> Task description
Set down exactly, with nothing added, the lines from the one containing "For every instance of the woman's" through the end of the entries.

Referring expression data
------------------------------------------------------------

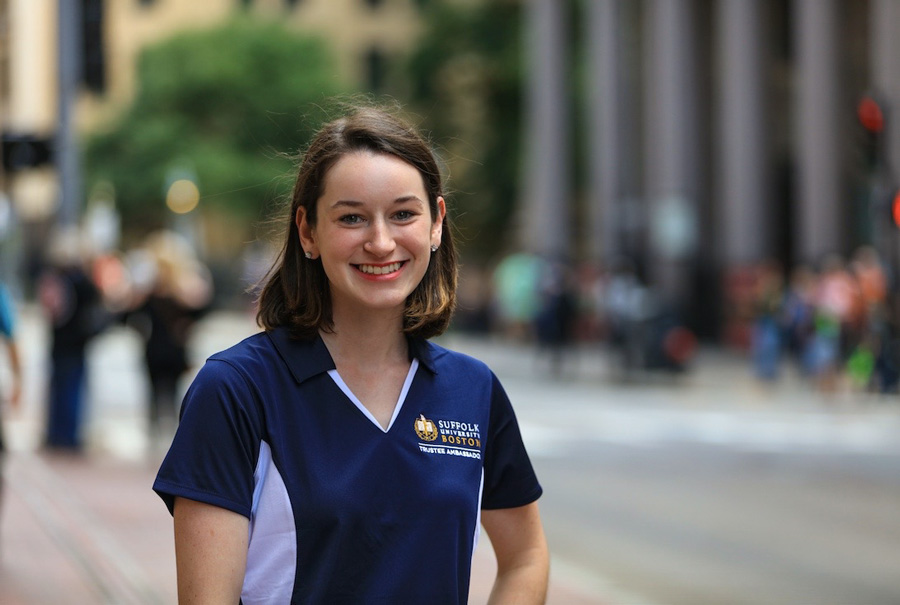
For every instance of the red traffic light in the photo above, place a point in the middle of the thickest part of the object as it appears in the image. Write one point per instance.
(870, 115)
(895, 208)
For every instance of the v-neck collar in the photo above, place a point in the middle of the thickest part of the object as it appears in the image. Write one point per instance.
(308, 358)
(355, 400)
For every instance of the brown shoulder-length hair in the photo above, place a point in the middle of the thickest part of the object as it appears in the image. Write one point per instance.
(296, 291)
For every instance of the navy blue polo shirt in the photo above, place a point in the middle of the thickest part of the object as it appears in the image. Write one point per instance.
(342, 510)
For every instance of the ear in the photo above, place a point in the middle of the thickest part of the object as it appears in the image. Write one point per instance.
(306, 232)
(437, 228)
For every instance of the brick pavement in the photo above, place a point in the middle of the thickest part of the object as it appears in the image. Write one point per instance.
(89, 530)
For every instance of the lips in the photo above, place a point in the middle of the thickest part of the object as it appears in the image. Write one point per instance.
(380, 269)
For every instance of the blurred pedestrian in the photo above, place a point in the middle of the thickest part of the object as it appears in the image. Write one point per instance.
(516, 282)
(557, 313)
(178, 293)
(766, 339)
(13, 391)
(338, 456)
(74, 308)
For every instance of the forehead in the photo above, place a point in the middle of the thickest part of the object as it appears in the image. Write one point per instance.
(372, 173)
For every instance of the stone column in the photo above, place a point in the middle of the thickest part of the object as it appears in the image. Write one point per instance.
(744, 229)
(67, 154)
(818, 190)
(670, 144)
(545, 199)
(613, 174)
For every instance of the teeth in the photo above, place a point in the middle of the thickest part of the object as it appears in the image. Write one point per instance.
(373, 270)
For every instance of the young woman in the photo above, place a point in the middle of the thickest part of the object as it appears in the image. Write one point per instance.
(338, 456)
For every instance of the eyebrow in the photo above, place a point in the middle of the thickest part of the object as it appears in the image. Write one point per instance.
(356, 204)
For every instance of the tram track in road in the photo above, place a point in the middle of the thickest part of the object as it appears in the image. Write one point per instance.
(99, 557)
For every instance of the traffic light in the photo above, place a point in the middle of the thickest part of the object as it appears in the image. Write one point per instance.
(21, 151)
(871, 116)
(895, 208)
(93, 61)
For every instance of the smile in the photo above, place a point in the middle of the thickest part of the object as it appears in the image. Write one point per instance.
(380, 269)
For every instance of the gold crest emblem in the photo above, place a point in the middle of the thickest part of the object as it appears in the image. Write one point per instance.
(425, 428)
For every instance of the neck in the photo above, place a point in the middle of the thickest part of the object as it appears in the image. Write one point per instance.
(369, 338)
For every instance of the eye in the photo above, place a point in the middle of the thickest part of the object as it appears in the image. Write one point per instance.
(404, 215)
(350, 219)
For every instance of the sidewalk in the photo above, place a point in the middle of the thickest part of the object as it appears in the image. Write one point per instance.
(88, 529)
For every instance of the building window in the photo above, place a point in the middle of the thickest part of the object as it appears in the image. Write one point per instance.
(376, 69)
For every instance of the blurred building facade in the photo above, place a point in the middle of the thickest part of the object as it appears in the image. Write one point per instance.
(69, 66)
(719, 134)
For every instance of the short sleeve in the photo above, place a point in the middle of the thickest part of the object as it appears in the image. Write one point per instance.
(213, 456)
(509, 478)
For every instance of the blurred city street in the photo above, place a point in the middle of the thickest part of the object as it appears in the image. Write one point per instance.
(682, 489)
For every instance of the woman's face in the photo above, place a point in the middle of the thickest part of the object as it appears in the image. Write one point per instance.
(373, 233)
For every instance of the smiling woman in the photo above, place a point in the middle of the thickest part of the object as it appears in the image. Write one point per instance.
(322, 460)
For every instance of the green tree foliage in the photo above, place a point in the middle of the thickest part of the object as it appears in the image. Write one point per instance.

------------------------------------------------------------

> Solved exercise
For every instance of the woman's face in the photo above, place a point in the middle of the thickest part of the object as it appears in the image. Write one point per instance.
(373, 233)
For every instance of the smiling woman in the photo above, place a point in the middle of the thickest part of the object as it appears in the image. Write one point per instance.
(322, 460)
For every instance of the green tree foliage in the photo above, place a point in the middle of the thickest part of the object as it appears in the image. Write one point per instance.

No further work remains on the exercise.